Exercise goal =
Extract each line in the entries below that contains the string "Target". Treat uppercase and lowercase letters as distinct.

[start]

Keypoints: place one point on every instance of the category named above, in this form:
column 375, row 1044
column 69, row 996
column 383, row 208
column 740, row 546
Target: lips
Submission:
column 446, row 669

[end]
[start]

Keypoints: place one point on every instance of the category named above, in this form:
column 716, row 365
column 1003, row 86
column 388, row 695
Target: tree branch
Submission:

[end]
[start]

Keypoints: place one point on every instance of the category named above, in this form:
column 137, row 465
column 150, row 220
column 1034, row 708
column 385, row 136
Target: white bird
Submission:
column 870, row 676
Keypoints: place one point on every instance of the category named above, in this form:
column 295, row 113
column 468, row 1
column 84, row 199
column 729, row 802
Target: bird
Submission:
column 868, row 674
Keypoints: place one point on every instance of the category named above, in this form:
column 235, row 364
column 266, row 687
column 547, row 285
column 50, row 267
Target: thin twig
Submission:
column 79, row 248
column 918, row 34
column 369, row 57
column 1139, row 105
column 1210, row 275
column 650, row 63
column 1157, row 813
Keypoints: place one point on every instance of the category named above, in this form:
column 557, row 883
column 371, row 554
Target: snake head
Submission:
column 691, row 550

[end]

Worked solution =
Target: lips
Target: tree branch
Target: white bird
Target: bird
Target: thin twig
Target: snake head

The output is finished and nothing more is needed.